Ironically, FDR won the 1932 presidential election by promising an end to the government spending of his predecessor, Herbert Hoover. Reeling from continuing high unemployment after the 1929 stock market crash and the high tariffs he had signed into law, Hoover pushed broad banking regulations and signed the Emergency Relief and Construction Act, a $2 billion public works bill aimed at revamping the struggling economy. Democrats branded homeless shelters “Hoovervilles,” and FDR defeated Hoover in a landslide.
Once he entered office, however, FDR hypercharged Hoover’s worst policies. The New Deal inserted the federal government into nearly every sector of the economy and increased taxes to ridiculously high levels. FDR did reverse Hoover’s disastrous trade policies, but these other changes kept the economy from bouncing back. “Tax rates were hiked, which scooped capital out of investment and dumped it into dozens of hastily conceived government programs. Those programs quickly became politicized and produced unintended consequences, which plunged the American economy deeper into depression,” they explained. “The National Recovery Administration, which was Roosevelt’s centerpiece, fixed prices, stifled competition, and sometimes made American exports uncompetitive. Also, his banking reforms made many banks more vulnerable to failure by forbidding them to expand and diversify their portfolios. Social Security taxes and minimum-wage laws often triggered unemployment; in fact, they pushed many cash-strapped businesses into bankruptcy or near bankruptcy. The Agricultural Adjustment Act, which paid farmers not to produce, raised food prices and kicked thousands of tenant farmers off the land and into unemployment lines in the cities. In some of those cities, the unemployed received almost no federal aid, but in other cities — those with influential Democratic bosses — tax dollars flowed in like water.

◆ ◆ ◆ ◆ ◆

EXERCISE TASK A:
According to the New Deal passage, what did the National Recovery Administration do? List each effect.
The records have nothing to do with the New Deal passage.

◆ ◆ ◆ ◆ ◆

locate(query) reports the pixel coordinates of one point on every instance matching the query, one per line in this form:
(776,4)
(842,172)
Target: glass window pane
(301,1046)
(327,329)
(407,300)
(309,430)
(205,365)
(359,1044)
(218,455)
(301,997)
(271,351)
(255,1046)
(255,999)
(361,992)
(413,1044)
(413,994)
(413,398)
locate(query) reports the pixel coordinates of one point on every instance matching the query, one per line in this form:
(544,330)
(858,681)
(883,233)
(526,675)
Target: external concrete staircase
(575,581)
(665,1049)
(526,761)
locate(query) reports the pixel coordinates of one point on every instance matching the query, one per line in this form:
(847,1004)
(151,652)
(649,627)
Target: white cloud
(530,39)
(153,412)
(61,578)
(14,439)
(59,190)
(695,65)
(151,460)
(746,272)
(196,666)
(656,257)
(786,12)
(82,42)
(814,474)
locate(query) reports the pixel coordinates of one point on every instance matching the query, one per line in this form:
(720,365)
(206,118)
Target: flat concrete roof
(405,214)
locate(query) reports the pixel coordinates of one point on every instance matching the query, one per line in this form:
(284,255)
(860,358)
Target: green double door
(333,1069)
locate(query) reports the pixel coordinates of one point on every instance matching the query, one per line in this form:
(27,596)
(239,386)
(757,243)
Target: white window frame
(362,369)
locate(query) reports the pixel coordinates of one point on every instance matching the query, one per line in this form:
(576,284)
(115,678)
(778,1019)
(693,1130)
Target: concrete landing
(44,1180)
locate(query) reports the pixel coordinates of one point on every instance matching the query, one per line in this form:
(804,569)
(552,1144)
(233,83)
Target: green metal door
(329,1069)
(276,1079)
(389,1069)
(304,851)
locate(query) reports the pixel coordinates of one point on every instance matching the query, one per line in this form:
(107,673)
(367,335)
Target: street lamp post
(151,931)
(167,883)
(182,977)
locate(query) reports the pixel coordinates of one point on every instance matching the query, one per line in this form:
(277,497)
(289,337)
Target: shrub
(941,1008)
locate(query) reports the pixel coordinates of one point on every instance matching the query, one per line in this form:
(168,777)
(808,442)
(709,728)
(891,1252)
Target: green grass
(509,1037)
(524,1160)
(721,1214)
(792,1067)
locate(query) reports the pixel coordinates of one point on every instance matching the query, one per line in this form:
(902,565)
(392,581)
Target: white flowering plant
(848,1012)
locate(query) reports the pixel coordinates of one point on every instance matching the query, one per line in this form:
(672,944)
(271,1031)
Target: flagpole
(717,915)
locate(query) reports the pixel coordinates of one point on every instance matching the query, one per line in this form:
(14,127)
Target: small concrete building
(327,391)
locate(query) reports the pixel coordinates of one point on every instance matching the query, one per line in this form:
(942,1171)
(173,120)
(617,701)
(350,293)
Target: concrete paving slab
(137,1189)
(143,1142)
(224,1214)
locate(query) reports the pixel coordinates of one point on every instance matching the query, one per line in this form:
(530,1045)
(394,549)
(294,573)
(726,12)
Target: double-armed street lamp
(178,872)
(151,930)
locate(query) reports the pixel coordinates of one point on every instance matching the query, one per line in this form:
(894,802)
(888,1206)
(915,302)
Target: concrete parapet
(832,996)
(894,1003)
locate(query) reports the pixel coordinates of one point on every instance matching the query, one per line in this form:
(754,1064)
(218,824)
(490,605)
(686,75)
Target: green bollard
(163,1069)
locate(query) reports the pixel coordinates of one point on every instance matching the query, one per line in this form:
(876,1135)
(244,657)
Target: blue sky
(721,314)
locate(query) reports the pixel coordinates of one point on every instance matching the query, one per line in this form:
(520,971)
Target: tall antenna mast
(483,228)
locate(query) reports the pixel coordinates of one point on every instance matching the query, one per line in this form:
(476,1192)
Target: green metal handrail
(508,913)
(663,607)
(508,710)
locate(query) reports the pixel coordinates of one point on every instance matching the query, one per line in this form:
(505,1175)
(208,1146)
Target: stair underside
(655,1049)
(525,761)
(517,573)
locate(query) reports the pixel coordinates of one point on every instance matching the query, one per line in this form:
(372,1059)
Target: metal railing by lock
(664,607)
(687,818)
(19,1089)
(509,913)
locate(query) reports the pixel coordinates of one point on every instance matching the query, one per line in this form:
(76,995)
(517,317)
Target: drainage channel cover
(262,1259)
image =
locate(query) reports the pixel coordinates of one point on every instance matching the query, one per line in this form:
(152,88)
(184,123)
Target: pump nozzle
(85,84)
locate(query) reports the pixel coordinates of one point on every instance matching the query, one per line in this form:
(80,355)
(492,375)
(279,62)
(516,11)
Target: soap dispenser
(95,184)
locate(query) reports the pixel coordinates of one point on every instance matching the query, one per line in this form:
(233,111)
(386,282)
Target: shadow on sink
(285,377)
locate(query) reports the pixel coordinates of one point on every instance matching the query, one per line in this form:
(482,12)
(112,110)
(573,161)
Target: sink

◆ ◆ ◆ ◆ ◆

EXERCISE TASK B:
Return each line of the records that contains the word "door".

EXERCISE SOLUTION A:
- It fixed prices.
- It stifled competition.
- It sometimes made American exports uncompetitive.

EXERCISE SOLUTION B:
Target: green double door
Target: green metal door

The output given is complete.